Les épidémiologistes estiment que l'épidémie de sida pourrait bientôt atteindre les populations des pays de l'Europe orientale. Ils observent d'autre part que les premiers signaux d'alarme sont d'ores et déjà observés au Moyen-Orient via les pratiques toxicomaniaques. La drogue est également directement en cause dans l'émergence et la progression de l'épidémie en Chine, où l'on compterait un peu plus d'un demi-million de personnes infectées sur un milliard d'habitants. Mais, dès à présent, les observateurs craignent que le VIH ne diffuse rapidement dans de plus larges fractions de la population chinoise, à la fois à cause de l'augmentation du nombre des toxicomanes dans ce pays, mais aussi du fait de la progression du nombre des prostitué(e)s. On compterait actuellement en Chine 4 millions de « professionnel(le)s du sexe » et, parmi eux plus de la moitié n'auraient jamais eu recours à l'usage du préservatif.

Le constat est plus contrasté dans les autres pays de l'Asie et du Pacifique. Mis en place de manière relativement précoce et très volontariste, le programme thaïlandais de prévention de l'infection par le VIH semble commencer à porter ses fruits, la proportion de femmes enceintes séropositives étant en réduction. À l'inverse, les dernières données épidémiologiques en provenance du Viêt Nam laissent craindre que les taux d'infection, jusqu'ici relativement faibles, ne soient en hausse, notamment chez les prostituées. L'autre grande inconnue majeure quant à l'avenir de la progression de la pandémie concerne l'Inde, pays où 4 millions de personnes sont infectées par le VIH et où la stigmatisation sociale à leur endroit est souvent considérable, les séropositifs pouvant être rejetés du système de soins, voire de leur milieu familial. « Or, dans un climat de peurs irrationnelles et de discrimination, l'action de prévention est extrêmement difficile, notent les experts. Pour que la prévention soit efficace, les questions sensibles telles que les rapports sexuels en dehors du mariage et l'utilisation du préservatif doivent être abordées franchement. Ceci s'applique bien entendu à tous les pays et pas seulement à l'Inde. »

***

Énoncé A – D'après le texte sur l'épidémie de sida, pourquoi les observateurs craignent-ils une diffusion rapide du VIH dans de plus larges fractions de la population chinoise ? Répondez en une à trois phrases.
Énoncé B – Relevez tous les pays et toutes les régions que le texte sur l'épidémie de sida désigne par leur nom.
Énoncé C – Rédigez la suite du texte sur l'épidémie de sida, à partir de l'endroit où il s'arrête.
Les lignes présentées ci-dessous constituent un matériau indépendant du texte sur l'épidémie de sida.

***

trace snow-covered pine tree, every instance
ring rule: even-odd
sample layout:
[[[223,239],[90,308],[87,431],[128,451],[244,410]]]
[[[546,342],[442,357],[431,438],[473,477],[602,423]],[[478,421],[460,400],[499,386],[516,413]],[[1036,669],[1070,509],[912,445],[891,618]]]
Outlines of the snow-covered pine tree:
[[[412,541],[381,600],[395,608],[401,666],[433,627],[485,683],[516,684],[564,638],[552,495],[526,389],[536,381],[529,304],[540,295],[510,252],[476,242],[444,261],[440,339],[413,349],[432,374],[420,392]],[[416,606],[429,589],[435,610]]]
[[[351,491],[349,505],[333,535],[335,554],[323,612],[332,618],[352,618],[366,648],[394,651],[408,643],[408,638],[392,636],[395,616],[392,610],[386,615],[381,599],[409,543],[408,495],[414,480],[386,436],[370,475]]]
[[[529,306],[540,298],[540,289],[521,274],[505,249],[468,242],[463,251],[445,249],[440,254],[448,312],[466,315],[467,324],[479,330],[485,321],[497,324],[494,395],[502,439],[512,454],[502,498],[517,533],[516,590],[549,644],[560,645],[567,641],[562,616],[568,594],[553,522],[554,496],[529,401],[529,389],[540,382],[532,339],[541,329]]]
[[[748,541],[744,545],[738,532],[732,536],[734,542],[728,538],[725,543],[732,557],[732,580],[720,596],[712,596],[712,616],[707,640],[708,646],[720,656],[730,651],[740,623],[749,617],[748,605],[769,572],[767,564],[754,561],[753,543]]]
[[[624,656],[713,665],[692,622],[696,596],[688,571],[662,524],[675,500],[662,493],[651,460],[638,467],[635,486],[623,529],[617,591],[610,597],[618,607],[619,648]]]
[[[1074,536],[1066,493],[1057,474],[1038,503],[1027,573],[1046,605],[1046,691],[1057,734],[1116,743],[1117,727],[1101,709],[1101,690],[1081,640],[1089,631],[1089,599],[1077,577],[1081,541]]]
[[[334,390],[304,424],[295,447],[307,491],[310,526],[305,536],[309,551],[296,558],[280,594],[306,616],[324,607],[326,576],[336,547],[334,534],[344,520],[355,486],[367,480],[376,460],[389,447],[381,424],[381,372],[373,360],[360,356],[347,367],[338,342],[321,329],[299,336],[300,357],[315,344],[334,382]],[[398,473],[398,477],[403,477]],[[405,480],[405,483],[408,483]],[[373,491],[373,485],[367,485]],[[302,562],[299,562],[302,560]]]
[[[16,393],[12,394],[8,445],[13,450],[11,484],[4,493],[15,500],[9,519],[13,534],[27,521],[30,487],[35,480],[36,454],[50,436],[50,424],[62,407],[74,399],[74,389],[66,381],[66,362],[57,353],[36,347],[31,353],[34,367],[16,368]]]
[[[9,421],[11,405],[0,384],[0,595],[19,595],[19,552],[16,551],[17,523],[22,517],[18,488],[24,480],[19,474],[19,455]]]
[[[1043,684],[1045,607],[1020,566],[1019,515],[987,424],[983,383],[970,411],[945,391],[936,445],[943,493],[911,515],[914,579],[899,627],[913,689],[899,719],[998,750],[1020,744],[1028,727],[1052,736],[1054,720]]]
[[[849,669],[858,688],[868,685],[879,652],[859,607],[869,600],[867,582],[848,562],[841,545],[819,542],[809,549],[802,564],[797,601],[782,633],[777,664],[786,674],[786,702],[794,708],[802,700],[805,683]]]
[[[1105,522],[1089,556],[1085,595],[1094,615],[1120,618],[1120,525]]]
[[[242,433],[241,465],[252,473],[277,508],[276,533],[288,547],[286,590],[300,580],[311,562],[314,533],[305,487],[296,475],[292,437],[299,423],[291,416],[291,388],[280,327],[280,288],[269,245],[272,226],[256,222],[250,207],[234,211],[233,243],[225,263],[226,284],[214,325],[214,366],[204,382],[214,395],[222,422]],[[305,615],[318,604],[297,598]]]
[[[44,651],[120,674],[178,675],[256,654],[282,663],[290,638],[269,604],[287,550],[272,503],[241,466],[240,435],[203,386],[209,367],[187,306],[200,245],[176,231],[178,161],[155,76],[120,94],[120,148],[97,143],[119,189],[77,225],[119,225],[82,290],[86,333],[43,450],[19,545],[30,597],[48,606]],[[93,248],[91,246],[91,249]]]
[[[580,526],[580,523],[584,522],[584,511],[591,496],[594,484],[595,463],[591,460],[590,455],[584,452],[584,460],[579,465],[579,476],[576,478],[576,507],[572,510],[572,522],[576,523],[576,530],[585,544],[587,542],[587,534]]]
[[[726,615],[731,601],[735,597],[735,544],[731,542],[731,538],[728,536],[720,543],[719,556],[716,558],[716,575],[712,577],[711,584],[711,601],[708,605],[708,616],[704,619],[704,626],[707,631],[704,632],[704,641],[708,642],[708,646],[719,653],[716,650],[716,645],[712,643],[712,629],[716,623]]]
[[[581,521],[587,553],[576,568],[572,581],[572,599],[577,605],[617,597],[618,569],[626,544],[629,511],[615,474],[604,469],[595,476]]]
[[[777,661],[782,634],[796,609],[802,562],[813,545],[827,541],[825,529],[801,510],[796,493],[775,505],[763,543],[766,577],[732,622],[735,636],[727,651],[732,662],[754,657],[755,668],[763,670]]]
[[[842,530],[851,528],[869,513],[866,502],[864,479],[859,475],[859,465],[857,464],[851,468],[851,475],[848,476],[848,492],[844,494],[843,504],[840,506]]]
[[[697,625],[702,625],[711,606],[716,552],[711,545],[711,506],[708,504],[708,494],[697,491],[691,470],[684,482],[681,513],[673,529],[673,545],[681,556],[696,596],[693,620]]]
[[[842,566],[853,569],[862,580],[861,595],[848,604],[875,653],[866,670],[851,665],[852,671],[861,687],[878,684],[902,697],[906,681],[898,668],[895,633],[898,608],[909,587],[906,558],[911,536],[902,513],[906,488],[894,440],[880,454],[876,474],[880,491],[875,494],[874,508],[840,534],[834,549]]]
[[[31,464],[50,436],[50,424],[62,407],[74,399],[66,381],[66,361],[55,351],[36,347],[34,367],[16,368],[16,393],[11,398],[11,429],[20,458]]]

***

Résultat A – Les observateurs craignent cette diffusion pour deux raisons : le nombre des toxicomanes augmente en Chine, et le nombre des prostitué(e)s progresse aussi. Le pays compterait 4 millions de « professionnel(le)s du sexe », dont plus de la moitié n'auraient jamais utilisé de préservatif.

Résultat B –
- l'Europe orientale
- le Moyen-Orient
- la Chine
- l'Asie et le Pacifique
- le Viêt Nam
- l'Inde

Résultat C –
Des thérapies antirétrovirales

C'est dans ce contexte que l'on observe, depuis cinq ans, le développement des progrès substantiels fournis par la mise au point et l'usage d'une série de médicaments antirétroviraux actifs contre le VIH. Parallèlement à de nouvelles méthodes diagnostiques, ces associations médicamenteuses, ou HAART (pour thérapies antirétrovirales hautement actives), ont notamment permis de réduire de manière spectaculaire les taux de mortalité chez les malades du sida. Aux États-Unis, ce taux a ainsi diminué de 47 % entre 1996 et 1997 et le même phénomène a été observé en Europe. Outre la réduction des taux de mortalité, l'administration de ces nouveaux traitements a permis d'améliorer considérablement l'état clinique des malades, souvent, il est vrai, au prix d'effets secondaires non négligeables. Plusieurs éléments laissent aujourd'hui penser que ces HAART ne doivent pas être considérées comme une panacée. L'épidémiologie tout d'abord montre que, si les taux de mortalité continuent de décroître, le rythme de cette décroissance ralentit et a été de 20 % entre 1997 et 1998.

Plusieurs travaux récents de recherche fondamentale ont d'autre part établi que, chez les personnes ainsi traitées et chez lesquelles le VIH était devenu depuis plusieurs années indétectable dans le sang, le virus était en réalité toujours présent. Publiée au printemps 1999, une étude menée par l'équipe du professeur Robert Siliciano (université John-Hopkins, Baltimore) a conclu que le VIH pourrait théoriquement persister durant soixante ans dans certains cellules du système immunitaire, et de nombreux arguments laissent penser qu'il existe au sein de l'organisme infecté des « sanctuaires » dans lequel cet agent infectieux peut demeurer comme « tapi » et recommencer à se multiplier dès lors que les traitements antirétroviraux seraient interrompus. En d'autres termes, aussi efficaces soient-ils, ces nouveaux traitements ne permettent pas d'obtenir une éradication complète du virus au sein de l'organisme.